Diksmuide, Esen and Kaaskerke form the urban nucleus of the
municipality, whereas the other villages have remained rural.
Diksmuide was built in the 9th century on the confluency of the Krekebeek and the Yser. The town was then called Dicasmutha, "the dyke on the mouth". The settlement started as a port, near which a chapel, depending on Esel, and a market were founded in 960. Diksmuide was granted municipal rights in the 12th century and was surrounded in 1270 by earthen walls. Dairy products and cloth making were the two pillars of Diksmuide's wealth. The town declined in the 15th century and was threatened in the second half of the 17th century by French attacks. Peace and activity were restored in the 19th century, but not for long.
The battle of the Yzer started on 16 October 1914. As a part of the von
Schlieffen plan, known as "the rush to the sea", the Germans expected
to break the allied front near Diksmuide to reach Dunkirk and near Ieper to reach Calais. The Kaiser also wanted to enter Ieper on 1 November and proclaim there the annexion of Belgium to Germany. On 19 October, the Germans occupied the villages of Leke, Keiem and Beerst.
*-*-*
# Description of the task
Reproduce verbatim the portion of the Diksmuide text running from "The battle of" to "Keiem and Beerst.".

Source data
*-*-*
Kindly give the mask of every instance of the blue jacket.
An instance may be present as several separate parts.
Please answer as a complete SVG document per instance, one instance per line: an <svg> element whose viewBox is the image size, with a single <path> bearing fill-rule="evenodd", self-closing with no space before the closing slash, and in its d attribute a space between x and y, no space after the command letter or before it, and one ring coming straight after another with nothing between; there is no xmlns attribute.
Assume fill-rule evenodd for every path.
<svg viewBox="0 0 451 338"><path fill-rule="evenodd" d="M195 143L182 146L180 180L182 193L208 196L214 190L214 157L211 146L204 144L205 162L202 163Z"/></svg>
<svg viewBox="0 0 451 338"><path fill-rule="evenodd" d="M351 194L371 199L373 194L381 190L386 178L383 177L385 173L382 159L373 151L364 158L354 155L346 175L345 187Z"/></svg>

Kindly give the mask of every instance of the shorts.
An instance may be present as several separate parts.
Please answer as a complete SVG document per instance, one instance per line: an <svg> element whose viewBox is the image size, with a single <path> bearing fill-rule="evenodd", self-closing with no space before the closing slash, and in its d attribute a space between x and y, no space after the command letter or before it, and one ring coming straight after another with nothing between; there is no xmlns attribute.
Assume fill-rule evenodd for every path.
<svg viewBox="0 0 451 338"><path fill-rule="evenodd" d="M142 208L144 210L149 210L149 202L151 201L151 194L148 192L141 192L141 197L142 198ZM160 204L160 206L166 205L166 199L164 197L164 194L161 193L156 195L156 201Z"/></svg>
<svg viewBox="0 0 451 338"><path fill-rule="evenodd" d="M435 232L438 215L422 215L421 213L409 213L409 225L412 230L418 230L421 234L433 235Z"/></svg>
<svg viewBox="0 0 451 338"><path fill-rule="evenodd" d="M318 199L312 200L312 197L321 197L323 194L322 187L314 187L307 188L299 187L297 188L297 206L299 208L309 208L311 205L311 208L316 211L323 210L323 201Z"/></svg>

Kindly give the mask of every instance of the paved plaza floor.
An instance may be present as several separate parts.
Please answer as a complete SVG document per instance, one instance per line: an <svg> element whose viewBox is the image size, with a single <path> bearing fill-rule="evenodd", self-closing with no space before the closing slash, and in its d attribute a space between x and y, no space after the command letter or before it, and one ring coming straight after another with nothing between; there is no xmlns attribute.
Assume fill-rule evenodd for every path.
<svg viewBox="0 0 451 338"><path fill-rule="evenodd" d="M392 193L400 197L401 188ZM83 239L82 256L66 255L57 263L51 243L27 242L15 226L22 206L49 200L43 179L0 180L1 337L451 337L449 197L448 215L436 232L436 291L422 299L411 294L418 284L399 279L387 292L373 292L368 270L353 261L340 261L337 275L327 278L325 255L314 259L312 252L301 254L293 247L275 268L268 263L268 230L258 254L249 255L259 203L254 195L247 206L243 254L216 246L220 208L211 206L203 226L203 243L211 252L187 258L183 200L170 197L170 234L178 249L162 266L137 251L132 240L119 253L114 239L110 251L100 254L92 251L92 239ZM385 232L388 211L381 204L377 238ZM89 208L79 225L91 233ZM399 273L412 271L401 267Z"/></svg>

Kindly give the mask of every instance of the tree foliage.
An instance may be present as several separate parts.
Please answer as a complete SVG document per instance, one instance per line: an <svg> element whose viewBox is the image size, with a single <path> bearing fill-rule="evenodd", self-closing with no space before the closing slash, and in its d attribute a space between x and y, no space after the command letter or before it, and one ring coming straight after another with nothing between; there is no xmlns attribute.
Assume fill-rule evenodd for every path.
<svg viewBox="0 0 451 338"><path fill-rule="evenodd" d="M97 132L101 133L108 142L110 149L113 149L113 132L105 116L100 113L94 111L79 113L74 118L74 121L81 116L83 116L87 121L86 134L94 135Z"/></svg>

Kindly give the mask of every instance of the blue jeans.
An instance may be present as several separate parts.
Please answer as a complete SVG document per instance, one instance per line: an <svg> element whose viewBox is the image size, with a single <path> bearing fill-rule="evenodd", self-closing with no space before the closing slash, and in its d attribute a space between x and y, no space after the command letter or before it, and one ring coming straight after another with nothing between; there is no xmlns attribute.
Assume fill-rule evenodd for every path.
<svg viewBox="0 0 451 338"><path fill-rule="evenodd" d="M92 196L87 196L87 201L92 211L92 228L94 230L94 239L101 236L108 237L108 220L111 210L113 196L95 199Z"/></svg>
*-*-*
# The response
The battle of the Yzer started on 16 October 1914. As a part of the von
Schlieffen plan, known as "the rush to the sea", the Germans expected
to break the allied front near Diksmuide to reach Dunkirk and near Ieper to reach Calais. The Kaiser also wanted to enter Ieper on 1 November and proclaim there the annexion of Belgium to Germany. On 19 October, the Germans occupied the villages of Leke, Keiem and Beerst.